> INSTRUKSI TERTULIS A
Jawab pertanyaan berikut berdasarkan berita tentang program Makan Bergizi Gratis:
(i) Siapa yang menjabat Ketua Komisi D DPRD DIY?
(ii) Berapa kasus keracunan menu MBG yang dicatat JPPI per akhir September 2025?
(iii) Menurut usulan Dwi Wahyu, Disdikpora tingkat apa yang menangani tata kelola MBG untuk SMA/SMK?
> INSTRUKSI TERTULIS B
Salin ulang baris-baris dalam daftar tanpa mengubah apa pun, mulai dari baris yang memuat "Target: cluster of trees" dan berakhir pada baris yang memuat "92), (109, 91)]]". Kedua baris itu ikut disertakan.

Yogyakarta – Program Makan Bergizi Gratis (MBG) dari pemerintah pusat dinilai masih menyisakan masalah krusial, terutama terkait distribusi, kualitas makanan, dan tata kelola di lapangan.
Ketua Komisi D DPRD DIY, R.B Dwi Wahyu, mendesak adanya evaluasi menyeluruh terhadap program ini, menyusul maraknya kasus keracunan.
Per akhir September 2025, Jaringan Pemantau Pendidikan Indonesia (JPPI) mencatat telah terjadi sekitar 6.452 kasus keracunan menu MBG, dengan data korban versi pemerintah berada di kisaran 5.000 orang.
Dwi Wahyu menyoroti jeda waktu yang terlalu lama antara proses memasak dan penyajian makanan sebagai pemicu utama makanan basi.
“Temuan-temuan di lapangan menunjukkan adanya jeda waktu yang terlalu panjang antara proses memasak dan penyajian makanan, yang menyebabkan makanan basi,” ujar Dwi Wahyu pada Jumat, 26 September 2025.
Diteegaskan perlunya perbaikan sistem distribusi agar makanan dapat tersaji dalam kondisi segar.
Menanggapi persoalan tersebut, Dwi Wahyu mengusulkan agar pelaksanaan program MBG diserahkan kepada Dinas Pendidikan (Disdikpora) sesuai dengan jenjang sekolah, dan pelaksanaannya langsung diberikan kepada pihak sekolah.
Menurutnya, penyerahan tata kelola MBG kepada Disdikpora (Kabupaten/Kota untuk SD/SMP, dan Provinsi untuk SMA/SMK) akan memperjelas rantai komando.
Pihaknya mempertanyakan penggunaan Anggaran Pendapatan dan Belanja Daerah (APBD) untuk pembangunan dapur MBG, yang dinilai lebih baik dialokasikan ke sekolah-sekolah yang benar-benar membutuhkan.

> BAHAN YANG DISEDIAKAN
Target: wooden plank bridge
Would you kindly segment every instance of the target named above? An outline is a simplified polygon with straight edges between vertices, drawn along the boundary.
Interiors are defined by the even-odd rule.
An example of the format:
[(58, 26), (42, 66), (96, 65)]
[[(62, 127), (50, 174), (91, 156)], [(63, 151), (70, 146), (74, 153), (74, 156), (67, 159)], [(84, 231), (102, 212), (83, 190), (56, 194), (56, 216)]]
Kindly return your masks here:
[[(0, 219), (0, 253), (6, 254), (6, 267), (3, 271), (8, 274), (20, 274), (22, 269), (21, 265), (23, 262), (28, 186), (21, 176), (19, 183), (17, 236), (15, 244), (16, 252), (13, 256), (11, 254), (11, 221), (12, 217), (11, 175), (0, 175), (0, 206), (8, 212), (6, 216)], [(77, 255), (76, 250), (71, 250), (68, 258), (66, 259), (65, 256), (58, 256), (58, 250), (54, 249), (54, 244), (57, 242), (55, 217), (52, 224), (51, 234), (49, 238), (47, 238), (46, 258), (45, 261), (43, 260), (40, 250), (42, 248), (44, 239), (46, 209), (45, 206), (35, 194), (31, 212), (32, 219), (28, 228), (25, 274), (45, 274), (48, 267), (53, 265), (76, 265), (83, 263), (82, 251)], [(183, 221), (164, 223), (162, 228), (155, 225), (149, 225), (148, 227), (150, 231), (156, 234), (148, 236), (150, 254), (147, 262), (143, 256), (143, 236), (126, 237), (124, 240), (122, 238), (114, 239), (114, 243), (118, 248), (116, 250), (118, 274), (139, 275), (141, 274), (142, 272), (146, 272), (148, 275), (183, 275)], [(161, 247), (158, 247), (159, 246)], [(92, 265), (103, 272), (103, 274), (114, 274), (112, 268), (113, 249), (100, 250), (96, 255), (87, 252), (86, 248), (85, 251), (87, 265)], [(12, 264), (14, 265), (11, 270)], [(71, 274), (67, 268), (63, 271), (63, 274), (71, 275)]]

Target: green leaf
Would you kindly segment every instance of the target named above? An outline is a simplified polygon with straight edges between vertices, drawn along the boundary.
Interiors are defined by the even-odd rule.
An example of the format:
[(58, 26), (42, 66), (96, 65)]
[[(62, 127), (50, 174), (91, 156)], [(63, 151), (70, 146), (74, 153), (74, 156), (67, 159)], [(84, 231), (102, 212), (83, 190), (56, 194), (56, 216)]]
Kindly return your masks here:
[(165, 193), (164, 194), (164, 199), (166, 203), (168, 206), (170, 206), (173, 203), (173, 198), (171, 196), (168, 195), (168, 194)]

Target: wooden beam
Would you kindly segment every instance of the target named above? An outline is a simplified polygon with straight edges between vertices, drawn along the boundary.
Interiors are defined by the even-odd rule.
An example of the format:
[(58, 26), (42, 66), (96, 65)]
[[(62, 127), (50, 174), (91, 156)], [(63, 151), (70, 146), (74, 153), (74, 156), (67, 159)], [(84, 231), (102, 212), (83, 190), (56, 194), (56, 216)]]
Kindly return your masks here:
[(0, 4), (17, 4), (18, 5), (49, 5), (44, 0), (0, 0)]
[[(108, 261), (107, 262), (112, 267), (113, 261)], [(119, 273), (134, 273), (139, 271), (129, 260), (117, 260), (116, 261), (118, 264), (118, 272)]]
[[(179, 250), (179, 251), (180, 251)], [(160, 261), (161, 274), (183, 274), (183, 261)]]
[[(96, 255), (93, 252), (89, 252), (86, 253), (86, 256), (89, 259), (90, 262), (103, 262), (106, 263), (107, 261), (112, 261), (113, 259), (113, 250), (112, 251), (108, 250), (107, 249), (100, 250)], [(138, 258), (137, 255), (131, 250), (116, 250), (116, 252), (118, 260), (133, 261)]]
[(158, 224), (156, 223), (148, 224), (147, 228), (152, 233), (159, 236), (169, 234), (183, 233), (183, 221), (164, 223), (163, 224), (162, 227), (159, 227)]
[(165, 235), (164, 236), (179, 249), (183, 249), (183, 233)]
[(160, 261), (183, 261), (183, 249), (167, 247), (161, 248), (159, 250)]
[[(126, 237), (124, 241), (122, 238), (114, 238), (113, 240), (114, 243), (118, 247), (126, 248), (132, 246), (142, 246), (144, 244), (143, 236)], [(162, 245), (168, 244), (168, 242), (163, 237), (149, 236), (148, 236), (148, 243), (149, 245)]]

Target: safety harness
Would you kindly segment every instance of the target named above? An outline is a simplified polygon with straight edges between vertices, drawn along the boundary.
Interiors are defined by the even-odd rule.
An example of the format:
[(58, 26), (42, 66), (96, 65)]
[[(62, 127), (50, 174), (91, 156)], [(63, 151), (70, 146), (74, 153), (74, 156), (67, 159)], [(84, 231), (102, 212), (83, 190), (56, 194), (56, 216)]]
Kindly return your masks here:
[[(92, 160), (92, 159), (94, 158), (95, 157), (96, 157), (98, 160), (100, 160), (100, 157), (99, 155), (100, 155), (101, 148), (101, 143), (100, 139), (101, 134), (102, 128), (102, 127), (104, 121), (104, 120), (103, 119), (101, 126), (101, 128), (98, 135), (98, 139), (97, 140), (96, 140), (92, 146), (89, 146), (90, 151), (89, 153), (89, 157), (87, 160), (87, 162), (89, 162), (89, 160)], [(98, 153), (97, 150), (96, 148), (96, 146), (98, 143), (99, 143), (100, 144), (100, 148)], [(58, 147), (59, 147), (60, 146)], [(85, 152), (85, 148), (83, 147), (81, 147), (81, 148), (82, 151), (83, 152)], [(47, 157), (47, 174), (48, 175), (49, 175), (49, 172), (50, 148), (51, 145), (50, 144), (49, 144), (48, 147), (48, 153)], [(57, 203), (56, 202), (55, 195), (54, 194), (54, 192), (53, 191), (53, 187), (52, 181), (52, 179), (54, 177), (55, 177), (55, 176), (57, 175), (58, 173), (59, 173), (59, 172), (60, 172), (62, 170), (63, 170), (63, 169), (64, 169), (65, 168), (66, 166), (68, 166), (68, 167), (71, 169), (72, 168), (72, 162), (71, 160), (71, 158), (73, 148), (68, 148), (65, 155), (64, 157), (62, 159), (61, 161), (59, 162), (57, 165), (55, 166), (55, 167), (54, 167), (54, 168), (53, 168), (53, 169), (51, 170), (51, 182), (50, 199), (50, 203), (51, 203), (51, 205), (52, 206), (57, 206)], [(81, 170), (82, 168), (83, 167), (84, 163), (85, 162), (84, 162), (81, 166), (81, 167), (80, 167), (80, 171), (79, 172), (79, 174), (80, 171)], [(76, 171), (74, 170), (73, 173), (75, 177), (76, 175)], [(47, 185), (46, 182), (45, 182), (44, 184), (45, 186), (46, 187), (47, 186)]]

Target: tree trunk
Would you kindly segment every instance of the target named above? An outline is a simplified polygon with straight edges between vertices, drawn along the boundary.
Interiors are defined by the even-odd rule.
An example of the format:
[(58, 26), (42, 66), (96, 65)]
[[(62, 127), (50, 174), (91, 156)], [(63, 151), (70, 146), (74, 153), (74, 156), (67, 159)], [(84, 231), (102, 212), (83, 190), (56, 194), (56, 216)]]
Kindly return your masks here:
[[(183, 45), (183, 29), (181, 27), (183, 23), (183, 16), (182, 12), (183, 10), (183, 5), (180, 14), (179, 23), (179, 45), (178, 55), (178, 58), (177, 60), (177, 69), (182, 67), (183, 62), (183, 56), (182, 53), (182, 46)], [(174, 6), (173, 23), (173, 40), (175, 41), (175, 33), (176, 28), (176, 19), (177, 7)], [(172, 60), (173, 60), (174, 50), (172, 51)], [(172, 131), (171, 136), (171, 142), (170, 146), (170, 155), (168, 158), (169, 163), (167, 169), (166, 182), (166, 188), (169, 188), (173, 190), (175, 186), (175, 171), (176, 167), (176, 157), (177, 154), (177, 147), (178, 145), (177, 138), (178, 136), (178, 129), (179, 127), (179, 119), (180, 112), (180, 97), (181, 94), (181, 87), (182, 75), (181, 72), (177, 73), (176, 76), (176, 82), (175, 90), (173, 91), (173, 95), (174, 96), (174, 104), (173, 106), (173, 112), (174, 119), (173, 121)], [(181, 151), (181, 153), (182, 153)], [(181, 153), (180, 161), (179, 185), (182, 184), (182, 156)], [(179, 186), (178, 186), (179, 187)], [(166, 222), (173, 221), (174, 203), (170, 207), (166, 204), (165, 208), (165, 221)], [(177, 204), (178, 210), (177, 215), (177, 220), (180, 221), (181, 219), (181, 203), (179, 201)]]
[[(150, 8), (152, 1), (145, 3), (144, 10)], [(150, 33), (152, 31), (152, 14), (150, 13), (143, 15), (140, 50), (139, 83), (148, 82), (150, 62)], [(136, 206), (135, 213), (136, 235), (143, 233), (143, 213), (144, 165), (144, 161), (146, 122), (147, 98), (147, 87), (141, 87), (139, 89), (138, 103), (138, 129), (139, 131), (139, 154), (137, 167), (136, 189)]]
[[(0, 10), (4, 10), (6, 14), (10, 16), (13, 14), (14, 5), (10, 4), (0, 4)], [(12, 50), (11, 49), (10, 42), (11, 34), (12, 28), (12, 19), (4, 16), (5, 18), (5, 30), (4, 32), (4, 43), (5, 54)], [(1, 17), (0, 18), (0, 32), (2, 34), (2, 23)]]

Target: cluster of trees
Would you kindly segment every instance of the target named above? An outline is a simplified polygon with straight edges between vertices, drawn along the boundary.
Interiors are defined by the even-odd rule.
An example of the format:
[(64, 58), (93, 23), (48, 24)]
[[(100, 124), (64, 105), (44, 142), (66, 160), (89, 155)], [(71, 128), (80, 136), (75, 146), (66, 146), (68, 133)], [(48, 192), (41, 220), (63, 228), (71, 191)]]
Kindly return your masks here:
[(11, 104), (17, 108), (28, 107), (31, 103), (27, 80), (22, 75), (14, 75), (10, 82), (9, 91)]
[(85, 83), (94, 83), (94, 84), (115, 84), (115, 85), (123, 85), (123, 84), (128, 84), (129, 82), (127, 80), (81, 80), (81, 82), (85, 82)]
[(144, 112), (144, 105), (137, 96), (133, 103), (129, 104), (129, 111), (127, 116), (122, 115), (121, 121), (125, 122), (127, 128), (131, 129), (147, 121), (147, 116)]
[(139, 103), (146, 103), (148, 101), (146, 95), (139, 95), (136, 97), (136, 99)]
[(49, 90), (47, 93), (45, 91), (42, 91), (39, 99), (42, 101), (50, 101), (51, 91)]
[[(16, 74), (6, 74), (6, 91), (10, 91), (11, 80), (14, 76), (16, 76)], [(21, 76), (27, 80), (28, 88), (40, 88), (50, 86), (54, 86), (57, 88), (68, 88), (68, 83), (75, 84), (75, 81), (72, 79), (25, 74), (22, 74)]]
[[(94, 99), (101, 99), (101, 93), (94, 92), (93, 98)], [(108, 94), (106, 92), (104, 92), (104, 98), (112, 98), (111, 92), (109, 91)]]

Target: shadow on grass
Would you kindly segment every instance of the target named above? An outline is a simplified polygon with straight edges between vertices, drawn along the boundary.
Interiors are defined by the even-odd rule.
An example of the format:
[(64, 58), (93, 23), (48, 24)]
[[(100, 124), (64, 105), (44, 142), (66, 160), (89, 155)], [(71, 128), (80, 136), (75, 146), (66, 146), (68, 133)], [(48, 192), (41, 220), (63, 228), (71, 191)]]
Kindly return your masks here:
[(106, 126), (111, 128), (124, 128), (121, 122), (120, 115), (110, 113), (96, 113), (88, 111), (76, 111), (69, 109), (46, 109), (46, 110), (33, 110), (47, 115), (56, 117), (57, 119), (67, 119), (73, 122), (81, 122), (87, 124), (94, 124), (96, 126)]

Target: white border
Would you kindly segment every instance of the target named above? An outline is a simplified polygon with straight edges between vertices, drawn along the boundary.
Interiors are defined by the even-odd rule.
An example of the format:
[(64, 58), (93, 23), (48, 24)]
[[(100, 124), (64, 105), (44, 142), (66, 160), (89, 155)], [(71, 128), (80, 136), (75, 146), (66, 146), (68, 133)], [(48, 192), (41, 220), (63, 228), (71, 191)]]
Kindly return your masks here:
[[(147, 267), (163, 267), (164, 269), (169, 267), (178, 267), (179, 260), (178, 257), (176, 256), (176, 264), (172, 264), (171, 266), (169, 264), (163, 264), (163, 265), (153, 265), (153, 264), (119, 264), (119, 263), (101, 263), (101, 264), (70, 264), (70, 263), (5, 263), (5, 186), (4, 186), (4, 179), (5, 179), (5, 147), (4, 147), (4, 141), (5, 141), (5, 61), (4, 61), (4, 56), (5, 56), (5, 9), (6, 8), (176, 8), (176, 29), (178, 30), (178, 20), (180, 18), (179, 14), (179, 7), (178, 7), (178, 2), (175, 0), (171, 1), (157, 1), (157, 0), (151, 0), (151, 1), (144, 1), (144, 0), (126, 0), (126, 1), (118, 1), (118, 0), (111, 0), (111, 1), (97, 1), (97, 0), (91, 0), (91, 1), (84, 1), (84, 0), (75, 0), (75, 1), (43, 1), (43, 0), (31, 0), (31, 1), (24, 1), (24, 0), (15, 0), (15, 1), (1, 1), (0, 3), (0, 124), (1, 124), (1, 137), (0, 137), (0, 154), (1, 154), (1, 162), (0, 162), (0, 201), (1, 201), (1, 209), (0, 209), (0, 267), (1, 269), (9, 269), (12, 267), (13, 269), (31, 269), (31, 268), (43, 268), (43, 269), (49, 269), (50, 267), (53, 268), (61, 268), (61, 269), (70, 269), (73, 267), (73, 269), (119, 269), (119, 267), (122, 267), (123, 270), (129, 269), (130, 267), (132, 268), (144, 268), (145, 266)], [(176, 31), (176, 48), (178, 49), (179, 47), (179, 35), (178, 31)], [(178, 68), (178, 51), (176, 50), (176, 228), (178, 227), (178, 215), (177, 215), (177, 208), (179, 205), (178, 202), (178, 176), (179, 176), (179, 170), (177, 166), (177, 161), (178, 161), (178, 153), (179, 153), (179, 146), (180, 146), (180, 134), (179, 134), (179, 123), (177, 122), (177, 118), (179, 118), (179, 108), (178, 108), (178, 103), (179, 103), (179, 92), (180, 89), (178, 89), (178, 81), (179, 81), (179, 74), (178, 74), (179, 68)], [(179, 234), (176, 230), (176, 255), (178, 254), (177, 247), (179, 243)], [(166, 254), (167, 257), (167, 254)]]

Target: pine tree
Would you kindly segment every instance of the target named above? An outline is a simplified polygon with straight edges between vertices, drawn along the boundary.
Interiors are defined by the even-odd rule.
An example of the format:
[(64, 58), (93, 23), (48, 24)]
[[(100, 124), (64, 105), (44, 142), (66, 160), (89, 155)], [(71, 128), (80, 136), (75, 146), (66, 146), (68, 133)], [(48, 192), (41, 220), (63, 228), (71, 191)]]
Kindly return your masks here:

> JAWABAN LENGKAP A
(i) R.B Dwi Wahyu.
(ii) Sekitar 6.452 kasus.
(iii) Disdikpora Provinsi.

> JAWABAN LENGKAP B
Target: cluster of trees
Would you kindly segment every instance of the target named above? An outline is a simplified polygon with straight edges between vertices, drawn along the boundary.
Interiors are defined by the even-odd rule.
An example of the format:
[(64, 58), (93, 23), (48, 24)]
[[(100, 124), (64, 105), (44, 142), (66, 160), (89, 155)], [(71, 128), (80, 136), (75, 146), (66, 146), (68, 133)], [(48, 192), (41, 220), (63, 228), (71, 191)]]
Kindly return your masks here:
[(11, 104), (17, 108), (28, 107), (31, 103), (27, 80), (22, 75), (14, 75), (10, 82), (9, 91)]
[(85, 83), (94, 83), (94, 84), (115, 84), (115, 85), (123, 85), (123, 84), (128, 84), (129, 82), (127, 80), (81, 80), (81, 82), (85, 82)]
[(144, 112), (144, 105), (137, 96), (133, 103), (129, 104), (129, 111), (127, 116), (122, 115), (121, 121), (125, 122), (127, 128), (131, 129), (147, 121), (147, 116)]
[(139, 103), (146, 103), (148, 101), (146, 95), (139, 95), (136, 97), (136, 99)]
[(49, 90), (47, 93), (45, 91), (42, 91), (39, 99), (42, 101), (50, 101), (51, 91)]
[[(16, 74), (6, 74), (6, 91), (10, 91), (11, 80), (14, 76), (16, 76)], [(21, 76), (27, 80), (28, 88), (40, 88), (50, 86), (54, 86), (57, 88), (68, 88), (68, 83), (75, 84), (75, 81), (72, 79), (25, 74), (22, 74)]]
[[(94, 99), (101, 99), (101, 93), (94, 92), (93, 98)], [(108, 94), (106, 92), (104, 92), (104, 98), (112, 98), (111, 92), (109, 91)]]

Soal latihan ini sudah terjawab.